▶ Set problem
Count the lines in the rows below that contain the string "head" with matching case, and reply with only that number.

(Point annotation dataset rows)
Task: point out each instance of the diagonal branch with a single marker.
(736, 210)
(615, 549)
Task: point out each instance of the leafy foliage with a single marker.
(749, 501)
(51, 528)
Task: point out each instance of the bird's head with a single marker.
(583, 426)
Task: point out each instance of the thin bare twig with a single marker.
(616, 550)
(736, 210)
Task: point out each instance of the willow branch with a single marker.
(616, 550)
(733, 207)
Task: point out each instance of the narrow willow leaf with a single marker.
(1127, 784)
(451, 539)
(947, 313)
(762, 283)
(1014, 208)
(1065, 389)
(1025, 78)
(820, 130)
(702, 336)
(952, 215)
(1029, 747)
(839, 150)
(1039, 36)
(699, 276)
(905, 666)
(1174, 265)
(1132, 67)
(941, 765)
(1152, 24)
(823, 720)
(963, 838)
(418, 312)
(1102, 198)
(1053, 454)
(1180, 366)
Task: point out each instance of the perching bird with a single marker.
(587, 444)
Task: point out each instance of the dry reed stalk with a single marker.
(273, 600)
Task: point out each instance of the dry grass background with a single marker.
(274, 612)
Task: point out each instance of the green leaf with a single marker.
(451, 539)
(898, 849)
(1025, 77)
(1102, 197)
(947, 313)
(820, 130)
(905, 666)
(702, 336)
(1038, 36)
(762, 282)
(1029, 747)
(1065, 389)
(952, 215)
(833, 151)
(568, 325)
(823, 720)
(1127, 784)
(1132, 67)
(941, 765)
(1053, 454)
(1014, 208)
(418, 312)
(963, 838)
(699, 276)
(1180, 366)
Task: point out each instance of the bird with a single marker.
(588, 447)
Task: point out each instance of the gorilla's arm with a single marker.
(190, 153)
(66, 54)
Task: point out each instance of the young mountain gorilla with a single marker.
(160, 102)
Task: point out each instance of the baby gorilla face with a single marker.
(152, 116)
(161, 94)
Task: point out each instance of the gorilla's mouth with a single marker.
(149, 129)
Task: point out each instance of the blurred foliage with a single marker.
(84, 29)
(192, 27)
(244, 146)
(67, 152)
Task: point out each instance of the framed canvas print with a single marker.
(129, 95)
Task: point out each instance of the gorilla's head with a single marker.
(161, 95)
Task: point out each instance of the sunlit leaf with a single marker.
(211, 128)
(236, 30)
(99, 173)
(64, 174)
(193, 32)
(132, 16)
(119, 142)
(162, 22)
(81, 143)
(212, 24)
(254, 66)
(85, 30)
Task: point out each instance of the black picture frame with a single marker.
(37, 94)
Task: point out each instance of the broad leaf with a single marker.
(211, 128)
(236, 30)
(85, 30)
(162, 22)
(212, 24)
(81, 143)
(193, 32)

==

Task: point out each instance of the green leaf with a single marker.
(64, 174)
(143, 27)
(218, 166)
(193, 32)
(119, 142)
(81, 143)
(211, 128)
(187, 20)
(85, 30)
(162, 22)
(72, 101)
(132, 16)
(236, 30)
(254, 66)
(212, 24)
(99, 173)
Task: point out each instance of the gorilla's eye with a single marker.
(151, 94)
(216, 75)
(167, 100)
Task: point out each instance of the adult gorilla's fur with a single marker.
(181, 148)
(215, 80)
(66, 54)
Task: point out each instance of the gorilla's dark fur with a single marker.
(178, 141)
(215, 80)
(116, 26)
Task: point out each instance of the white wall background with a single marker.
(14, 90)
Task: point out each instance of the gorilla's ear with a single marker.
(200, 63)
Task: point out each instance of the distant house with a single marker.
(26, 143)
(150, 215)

▶ Written solution
2